**INPUT RECORDS:**

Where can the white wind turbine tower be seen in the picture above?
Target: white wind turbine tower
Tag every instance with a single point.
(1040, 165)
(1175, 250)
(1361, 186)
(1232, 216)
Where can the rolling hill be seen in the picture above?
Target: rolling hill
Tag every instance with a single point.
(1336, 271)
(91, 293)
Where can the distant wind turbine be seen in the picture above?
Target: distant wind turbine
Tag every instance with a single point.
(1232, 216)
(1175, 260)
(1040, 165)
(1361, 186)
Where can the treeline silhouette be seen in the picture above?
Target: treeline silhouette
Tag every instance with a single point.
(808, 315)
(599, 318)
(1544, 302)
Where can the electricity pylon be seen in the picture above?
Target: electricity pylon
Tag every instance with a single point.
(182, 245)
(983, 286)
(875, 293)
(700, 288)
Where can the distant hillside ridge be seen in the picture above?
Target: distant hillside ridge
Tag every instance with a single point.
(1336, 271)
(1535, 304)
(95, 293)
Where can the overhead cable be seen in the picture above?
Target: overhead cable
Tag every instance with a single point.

**EXERCISE INSTRUCTIONS:** Rewrite all of the material above, changing every "electricity pylon" to "transmission tower" and leaving everything else as it is.

**REPLY:**
Where can the white wind turbine tower be seen in the picture above?
Target: white wind turbine tower
Tag every instance with a single point.
(1040, 165)
(1175, 250)
(1361, 186)
(1232, 216)
Where can the rolling hill be seen in the picture above?
Target: rolling hill
Tag every instance with a single point.
(1336, 271)
(91, 293)
Where can the distant wind turbine be seen in the picture above?
Target: distant wind turbine
Tag every instance with a single point.
(1232, 216)
(1175, 260)
(1040, 165)
(1361, 186)
Where can the treeline silhouette be seen in the picture above?
Target: treeline silhouette
Tag every instance with a single point.
(808, 315)
(599, 318)
(1544, 302)
Where can the transmission tower be seen in the picture above?
Target: transmission tower
Tag every instance with a single point.
(182, 245)
(983, 286)
(875, 293)
(700, 288)
Where can the distant hillside ridge be seen in the picture above?
Target: distant hillside ridge
Tag every instance with a single point.
(1336, 271)
(1535, 304)
(95, 293)
Where can the overhead cable be seen in the picture above?
Target: overhead cable
Tag every instance with a single point.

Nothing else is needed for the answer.